▶ PROMPT: Which lines run from the line with "Target: fog light" through the line with "Target: front grille" in the entries below? Print them exactly, both ends included, and nothing more.

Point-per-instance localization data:
-- -- --
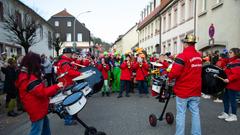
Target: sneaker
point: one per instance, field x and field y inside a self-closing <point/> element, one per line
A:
<point x="232" y="117"/>
<point x="223" y="115"/>
<point x="217" y="100"/>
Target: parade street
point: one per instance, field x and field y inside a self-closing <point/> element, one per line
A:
<point x="125" y="116"/>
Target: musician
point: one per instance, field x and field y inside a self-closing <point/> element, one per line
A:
<point x="187" y="70"/>
<point x="104" y="68"/>
<point x="34" y="94"/>
<point x="64" y="65"/>
<point x="116" y="72"/>
<point x="141" y="68"/>
<point x="126" y="72"/>
<point x="233" y="80"/>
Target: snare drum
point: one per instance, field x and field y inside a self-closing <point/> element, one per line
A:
<point x="74" y="103"/>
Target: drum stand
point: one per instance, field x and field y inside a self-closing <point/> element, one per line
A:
<point x="169" y="116"/>
<point x="89" y="130"/>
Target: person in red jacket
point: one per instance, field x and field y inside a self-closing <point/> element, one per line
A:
<point x="141" y="68"/>
<point x="65" y="66"/>
<point x="232" y="88"/>
<point x="104" y="68"/>
<point x="125" y="78"/>
<point x="187" y="70"/>
<point x="34" y="94"/>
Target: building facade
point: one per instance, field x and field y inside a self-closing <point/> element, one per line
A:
<point x="128" y="41"/>
<point x="70" y="30"/>
<point x="43" y="34"/>
<point x="224" y="16"/>
<point x="177" y="20"/>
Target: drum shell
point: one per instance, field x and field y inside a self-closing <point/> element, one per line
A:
<point x="76" y="106"/>
<point x="95" y="81"/>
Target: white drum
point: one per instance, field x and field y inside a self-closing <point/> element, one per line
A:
<point x="74" y="103"/>
<point x="58" y="98"/>
<point x="84" y="75"/>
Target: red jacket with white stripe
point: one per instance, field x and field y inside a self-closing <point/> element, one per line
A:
<point x="233" y="74"/>
<point x="187" y="70"/>
<point x="34" y="95"/>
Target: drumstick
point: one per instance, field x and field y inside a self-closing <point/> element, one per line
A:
<point x="216" y="76"/>
<point x="78" y="64"/>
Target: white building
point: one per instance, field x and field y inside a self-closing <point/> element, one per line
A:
<point x="224" y="15"/>
<point x="127" y="41"/>
<point x="149" y="27"/>
<point x="44" y="33"/>
<point x="177" y="20"/>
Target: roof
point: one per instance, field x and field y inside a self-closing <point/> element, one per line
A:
<point x="153" y="14"/>
<point x="63" y="13"/>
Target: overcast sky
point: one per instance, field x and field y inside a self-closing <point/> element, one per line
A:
<point x="108" y="19"/>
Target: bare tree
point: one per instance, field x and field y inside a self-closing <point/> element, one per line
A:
<point x="57" y="44"/>
<point x="21" y="31"/>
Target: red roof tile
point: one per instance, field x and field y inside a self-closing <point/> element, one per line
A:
<point x="63" y="13"/>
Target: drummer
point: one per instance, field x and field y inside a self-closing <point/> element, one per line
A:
<point x="64" y="66"/>
<point x="34" y="94"/>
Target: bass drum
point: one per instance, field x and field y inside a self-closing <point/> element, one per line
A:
<point x="210" y="83"/>
<point x="95" y="81"/>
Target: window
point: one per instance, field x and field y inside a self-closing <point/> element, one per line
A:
<point x="164" y="24"/>
<point x="18" y="17"/>
<point x="191" y="8"/>
<point x="79" y="37"/>
<point x="169" y="20"/>
<point x="204" y="5"/>
<point x="182" y="12"/>
<point x="69" y="37"/>
<point x="49" y="39"/>
<point x="175" y="18"/>
<point x="56" y="23"/>
<point x="1" y="11"/>
<point x="57" y="35"/>
<point x="69" y="24"/>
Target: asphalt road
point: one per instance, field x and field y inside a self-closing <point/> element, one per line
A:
<point x="126" y="116"/>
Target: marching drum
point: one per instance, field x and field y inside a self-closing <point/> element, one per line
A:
<point x="211" y="84"/>
<point x="95" y="81"/>
<point x="74" y="103"/>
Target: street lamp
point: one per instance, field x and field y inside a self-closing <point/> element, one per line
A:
<point x="74" y="29"/>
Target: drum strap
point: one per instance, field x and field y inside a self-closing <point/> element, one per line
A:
<point x="179" y="61"/>
<point x="33" y="84"/>
<point x="233" y="65"/>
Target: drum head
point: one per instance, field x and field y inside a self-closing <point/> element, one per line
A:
<point x="96" y="80"/>
<point x="72" y="99"/>
<point x="210" y="84"/>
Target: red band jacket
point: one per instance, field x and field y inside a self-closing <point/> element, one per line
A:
<point x="187" y="70"/>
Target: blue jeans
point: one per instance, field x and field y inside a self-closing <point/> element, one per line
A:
<point x="229" y="97"/>
<point x="142" y="87"/>
<point x="192" y="103"/>
<point x="40" y="127"/>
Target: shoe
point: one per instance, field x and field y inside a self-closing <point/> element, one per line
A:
<point x="232" y="117"/>
<point x="119" y="96"/>
<point x="223" y="115"/>
<point x="217" y="100"/>
<point x="12" y="114"/>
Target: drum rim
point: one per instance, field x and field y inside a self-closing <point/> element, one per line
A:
<point x="74" y="101"/>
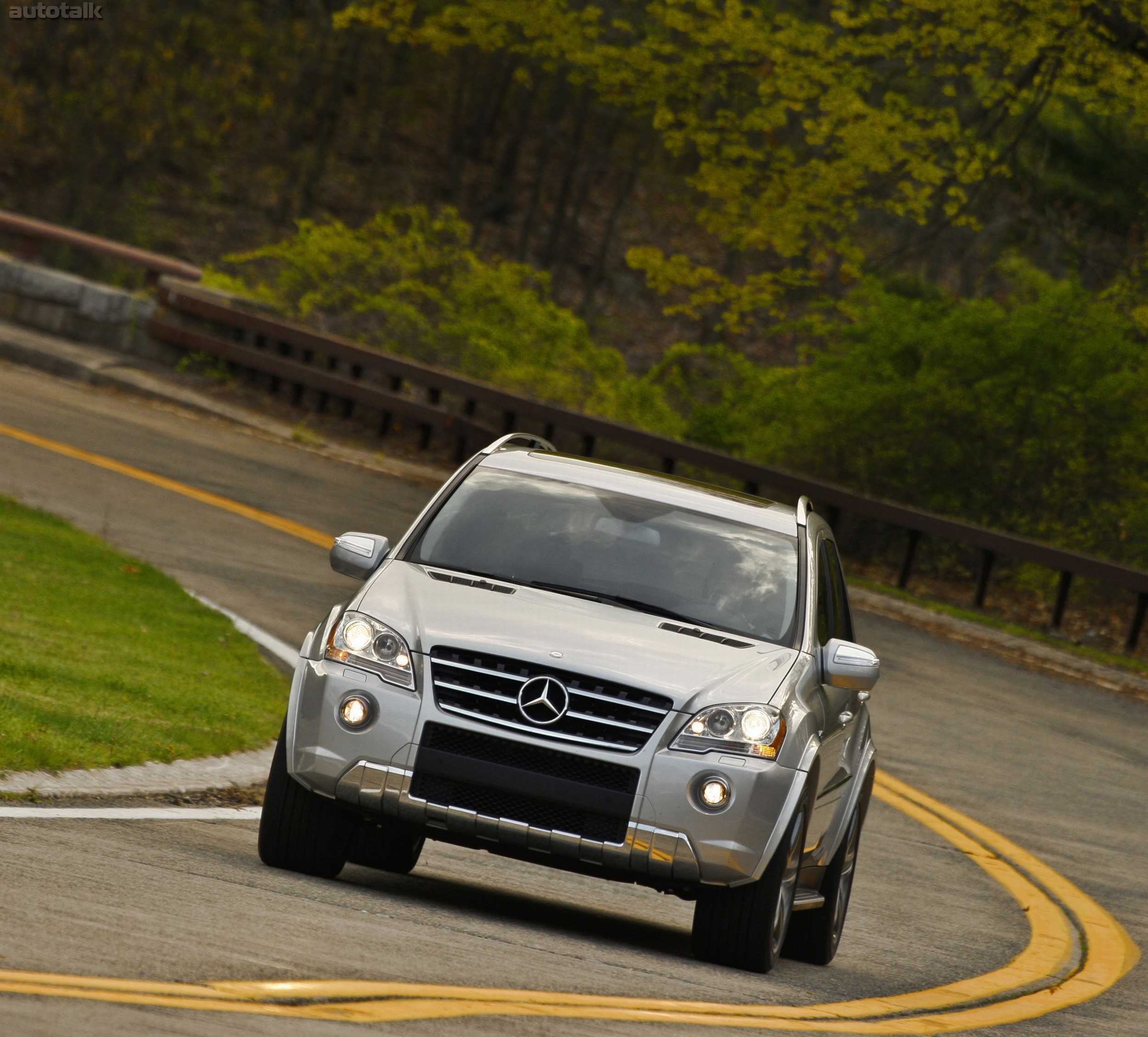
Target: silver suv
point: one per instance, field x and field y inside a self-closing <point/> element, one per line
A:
<point x="596" y="669"/>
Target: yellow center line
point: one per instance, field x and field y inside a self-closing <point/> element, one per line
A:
<point x="203" y="496"/>
<point x="1004" y="996"/>
<point x="1041" y="979"/>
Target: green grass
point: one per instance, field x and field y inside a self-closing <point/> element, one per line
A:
<point x="105" y="662"/>
<point x="1083" y="650"/>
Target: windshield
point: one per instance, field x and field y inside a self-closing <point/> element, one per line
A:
<point x="626" y="551"/>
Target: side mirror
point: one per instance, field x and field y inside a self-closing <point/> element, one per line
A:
<point x="357" y="555"/>
<point x="849" y="665"/>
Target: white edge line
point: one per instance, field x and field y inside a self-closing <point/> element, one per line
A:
<point x="136" y="813"/>
<point x="279" y="649"/>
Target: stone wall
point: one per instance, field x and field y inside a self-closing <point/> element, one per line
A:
<point x="79" y="309"/>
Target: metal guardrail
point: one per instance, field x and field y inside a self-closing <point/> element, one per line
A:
<point x="33" y="232"/>
<point x="343" y="370"/>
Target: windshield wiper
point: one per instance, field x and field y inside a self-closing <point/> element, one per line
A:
<point x="646" y="607"/>
<point x="474" y="572"/>
<point x="613" y="600"/>
<point x="573" y="592"/>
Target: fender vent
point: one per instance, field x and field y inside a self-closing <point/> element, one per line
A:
<point x="694" y="632"/>
<point x="470" y="581"/>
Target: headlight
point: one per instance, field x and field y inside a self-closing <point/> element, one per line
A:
<point x="366" y="642"/>
<point x="749" y="730"/>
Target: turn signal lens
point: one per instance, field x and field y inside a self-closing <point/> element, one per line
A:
<point x="715" y="793"/>
<point x="355" y="711"/>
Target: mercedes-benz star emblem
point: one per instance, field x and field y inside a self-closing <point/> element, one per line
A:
<point x="543" y="700"/>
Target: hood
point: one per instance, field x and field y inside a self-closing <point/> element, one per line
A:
<point x="595" y="639"/>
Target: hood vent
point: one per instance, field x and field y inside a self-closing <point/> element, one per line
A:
<point x="470" y="581"/>
<point x="694" y="632"/>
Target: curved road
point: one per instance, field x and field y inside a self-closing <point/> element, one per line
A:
<point x="1059" y="769"/>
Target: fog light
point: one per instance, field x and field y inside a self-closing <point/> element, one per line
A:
<point x="355" y="711"/>
<point x="715" y="793"/>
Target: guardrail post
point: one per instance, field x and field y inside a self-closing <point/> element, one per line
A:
<point x="911" y="549"/>
<point x="1062" y="600"/>
<point x="1138" y="622"/>
<point x="986" y="569"/>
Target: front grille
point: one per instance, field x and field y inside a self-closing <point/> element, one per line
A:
<point x="534" y="786"/>
<point x="602" y="714"/>
<point x="534" y="758"/>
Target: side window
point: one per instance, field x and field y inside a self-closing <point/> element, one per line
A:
<point x="843" y="623"/>
<point x="825" y="597"/>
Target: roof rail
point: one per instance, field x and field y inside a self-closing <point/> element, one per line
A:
<point x="515" y="438"/>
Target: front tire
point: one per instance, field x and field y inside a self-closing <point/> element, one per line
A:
<point x="745" y="926"/>
<point x="300" y="831"/>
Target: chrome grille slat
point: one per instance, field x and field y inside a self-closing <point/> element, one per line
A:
<point x="476" y="692"/>
<point x="633" y="715"/>
<point x="644" y="731"/>
<point x="633" y="705"/>
<point x="510" y="677"/>
<point x="558" y="737"/>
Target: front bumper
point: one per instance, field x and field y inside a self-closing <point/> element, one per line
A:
<point x="669" y="839"/>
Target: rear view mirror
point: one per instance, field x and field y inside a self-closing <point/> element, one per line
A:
<point x="357" y="555"/>
<point x="849" y="665"/>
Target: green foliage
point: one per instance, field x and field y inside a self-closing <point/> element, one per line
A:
<point x="1024" y="412"/>
<point x="107" y="662"/>
<point x="408" y="282"/>
<point x="795" y="120"/>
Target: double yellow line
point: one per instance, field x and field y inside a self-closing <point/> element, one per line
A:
<point x="1050" y="974"/>
<point x="1076" y="949"/>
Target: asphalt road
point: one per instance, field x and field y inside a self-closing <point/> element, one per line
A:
<point x="1060" y="769"/>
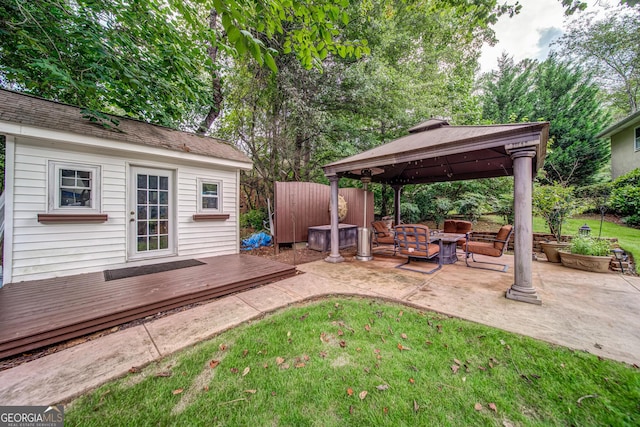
-- -- --
▶ TASK RESULT:
Target: fog light
point: one per instance, field x and field y inside a self-closing <point/> element, one per line
A:
<point x="355" y="711"/>
<point x="715" y="793"/>
Target: guardrail post
point: one per instance, field x and field y inside a self-closing <point/> element, one per line
A:
<point x="911" y="549"/>
<point x="1062" y="600"/>
<point x="1138" y="622"/>
<point x="986" y="569"/>
Target: front grille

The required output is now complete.